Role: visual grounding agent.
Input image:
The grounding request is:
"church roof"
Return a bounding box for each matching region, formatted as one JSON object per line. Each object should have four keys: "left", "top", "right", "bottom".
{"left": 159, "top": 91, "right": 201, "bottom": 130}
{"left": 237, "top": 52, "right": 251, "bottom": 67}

◇ ◇ ◇ ◇ ◇ ◇ ◇

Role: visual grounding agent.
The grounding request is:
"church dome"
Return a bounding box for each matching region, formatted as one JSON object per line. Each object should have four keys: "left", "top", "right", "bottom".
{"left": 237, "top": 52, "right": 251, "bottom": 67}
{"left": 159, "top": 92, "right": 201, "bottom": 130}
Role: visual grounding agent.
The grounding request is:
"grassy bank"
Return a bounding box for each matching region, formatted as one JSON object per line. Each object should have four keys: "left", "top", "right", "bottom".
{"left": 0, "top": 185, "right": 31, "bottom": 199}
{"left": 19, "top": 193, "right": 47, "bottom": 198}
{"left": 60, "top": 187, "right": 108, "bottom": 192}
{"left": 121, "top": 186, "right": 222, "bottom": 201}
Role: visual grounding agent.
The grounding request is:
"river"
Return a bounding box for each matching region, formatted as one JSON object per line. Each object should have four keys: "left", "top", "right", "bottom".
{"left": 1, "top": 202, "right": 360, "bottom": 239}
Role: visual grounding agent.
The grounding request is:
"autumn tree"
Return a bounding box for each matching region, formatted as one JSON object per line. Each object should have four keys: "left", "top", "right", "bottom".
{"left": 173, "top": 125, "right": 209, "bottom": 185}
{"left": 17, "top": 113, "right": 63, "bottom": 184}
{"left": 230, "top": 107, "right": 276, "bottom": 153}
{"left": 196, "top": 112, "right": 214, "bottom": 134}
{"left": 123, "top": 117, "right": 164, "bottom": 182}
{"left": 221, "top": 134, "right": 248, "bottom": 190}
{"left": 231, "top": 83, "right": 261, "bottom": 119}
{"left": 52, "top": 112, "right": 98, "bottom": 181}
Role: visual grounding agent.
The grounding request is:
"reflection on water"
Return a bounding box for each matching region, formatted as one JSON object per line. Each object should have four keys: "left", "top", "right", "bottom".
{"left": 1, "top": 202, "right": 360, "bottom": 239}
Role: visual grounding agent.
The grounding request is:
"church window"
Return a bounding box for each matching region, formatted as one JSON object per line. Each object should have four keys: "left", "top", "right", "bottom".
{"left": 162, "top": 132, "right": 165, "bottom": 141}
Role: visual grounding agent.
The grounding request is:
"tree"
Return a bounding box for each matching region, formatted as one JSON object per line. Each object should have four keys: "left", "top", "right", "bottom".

◇ ◇ ◇ ◇ ◇ ◇ ◇

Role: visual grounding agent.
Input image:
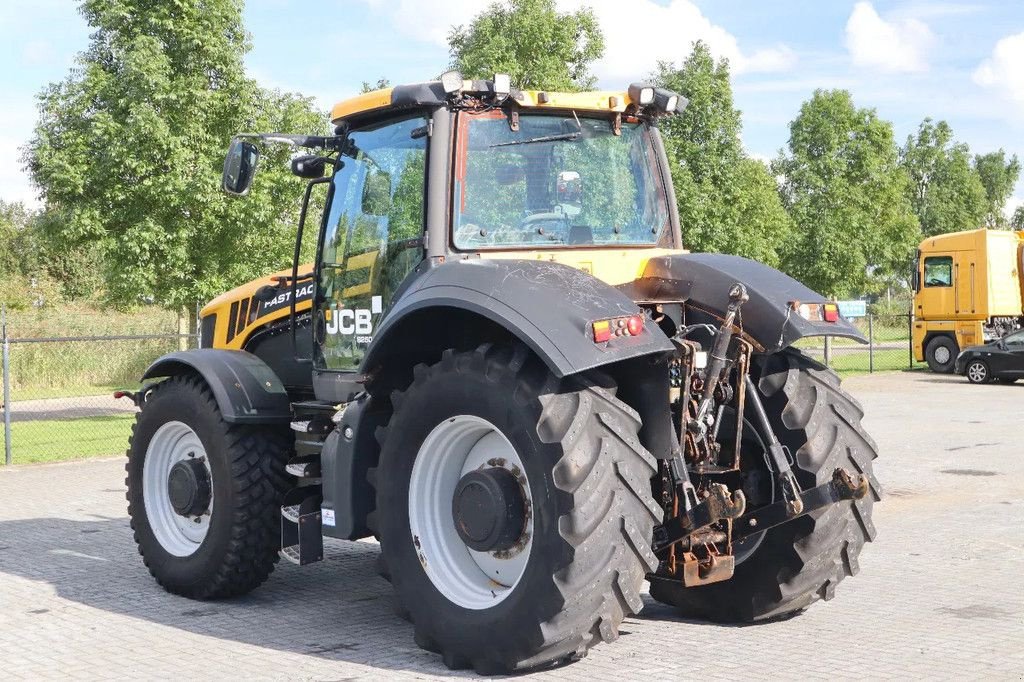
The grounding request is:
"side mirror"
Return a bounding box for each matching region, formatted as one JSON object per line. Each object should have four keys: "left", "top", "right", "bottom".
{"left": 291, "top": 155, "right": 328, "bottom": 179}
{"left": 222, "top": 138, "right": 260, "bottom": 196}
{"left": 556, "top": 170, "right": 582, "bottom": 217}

◇ ◇ ◇ ◇ ◇ ◇ ◇

Assignment: Each line in the records that carries "church" must be copied out.

Written solution:
"church roof"
"church dome"
"church window"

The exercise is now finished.